Il est également important de rappeler le contexte politique international, qui est celui du mouvement socialiste révolutionnaire indépendant, en Europe et au delà. Le POUM faisait en effet partie d’un mouvement plus vaste, qui cherchait à dépasser les limites de la social-démocratie et du communisme stalinien. Les prolongements de ce mouvement existent encore sous différentes formes, en partie dans les partis socialistes, en partie dans des organisations indépendantes qui transmettent la mémoire historique, afin qu’elle puisse servir à de nouvelles luttes. En Espagne, c’est la Fondation Andreu Nin, en Russie le Centre Praxis. Ils ne sont pas seuls.

Le POUM apparaît dans l’histoire à un moment où le mouvement ouvrier international vient de subir, en Europe, ses plus graves défaites. En 1935, lorsque le Bloc Ouvrier et Paysan (BOC) et a Gauche Communiste Espagnole (ICE) fusionnent pour créer un nouveau parti révolutionnaire en Espagne, le fascisme avait déjà triomphé en Italie, au Portugal, en Allemagne et en Autriche.

- [Données affichées]:
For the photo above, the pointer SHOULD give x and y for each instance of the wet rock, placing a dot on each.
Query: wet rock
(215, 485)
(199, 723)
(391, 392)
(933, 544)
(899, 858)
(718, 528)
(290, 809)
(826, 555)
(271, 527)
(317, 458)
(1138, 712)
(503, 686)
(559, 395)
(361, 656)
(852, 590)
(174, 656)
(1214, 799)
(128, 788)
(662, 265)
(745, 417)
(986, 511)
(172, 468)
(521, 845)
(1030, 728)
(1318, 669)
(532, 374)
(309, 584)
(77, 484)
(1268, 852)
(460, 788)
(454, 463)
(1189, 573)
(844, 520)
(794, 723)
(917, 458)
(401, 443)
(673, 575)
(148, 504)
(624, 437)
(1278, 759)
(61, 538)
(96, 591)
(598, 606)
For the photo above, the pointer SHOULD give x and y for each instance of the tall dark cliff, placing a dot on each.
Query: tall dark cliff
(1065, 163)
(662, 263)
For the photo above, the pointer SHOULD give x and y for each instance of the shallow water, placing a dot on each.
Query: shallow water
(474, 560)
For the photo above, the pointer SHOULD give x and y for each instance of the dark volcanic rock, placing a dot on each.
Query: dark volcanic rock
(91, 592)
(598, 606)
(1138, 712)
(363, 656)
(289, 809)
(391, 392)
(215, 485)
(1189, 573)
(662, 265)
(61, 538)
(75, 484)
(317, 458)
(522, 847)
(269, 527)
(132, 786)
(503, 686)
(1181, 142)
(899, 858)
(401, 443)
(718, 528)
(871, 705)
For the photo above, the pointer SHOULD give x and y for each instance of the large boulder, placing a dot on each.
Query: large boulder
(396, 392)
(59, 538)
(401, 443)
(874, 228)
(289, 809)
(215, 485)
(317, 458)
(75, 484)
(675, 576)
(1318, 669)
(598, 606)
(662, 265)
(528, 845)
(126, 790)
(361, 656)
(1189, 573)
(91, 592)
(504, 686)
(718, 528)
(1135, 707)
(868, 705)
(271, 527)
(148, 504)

- [Votre consigne]: Poursuivez le texte sur le POUM et son contexte historique à partir de sa dernière phrase.

- [Réponse rédigée]:
En Italie, Mussolini brise l’opposition démocratique, la gauche et les syndicats et crée le prototype de l’Etat fasciste dès 1925. Au Portugal, la grève générale insurrectionnelle lancée par la CGT en 1934 contre “l’Estado novo” de Salazar, est réprimée par l’armée. En Allemagne, Hitler prend le pouvoir en 1933 sans rencontrer de résistance. Les partis ouvriers, social-démocrate et communiste, disposent chacun de milices paramilitaires qui ne bougent pas. Le Parti communiste combat en priorité les social-démocrates, et ceux-ci s’accrochent à une légalité qui est en train de disparaître. Ils se retrouveront dans les camps de concentration nazis dès mars 1933. En février 1934, la milice socialiste autrichienne, le Schutzbund, se bat contre le coup d’Etat de Dollfuss, sans avoir reçu d’ordres, par refus de se laisser désarmer. Elle est écrasée quand l’armée intervient avec son artillerie aux côtés de la milice fasciste.

En Espagne aussi la grève générale d’octobre 1934 et la révolte des Asturies, réprimée par des troupes commandées – déjà – par le général Franco, fait partie de ces luttes ouvrières révolutionnaires des années 1930 contre une droite autoritaire et contre la montée du fascisme.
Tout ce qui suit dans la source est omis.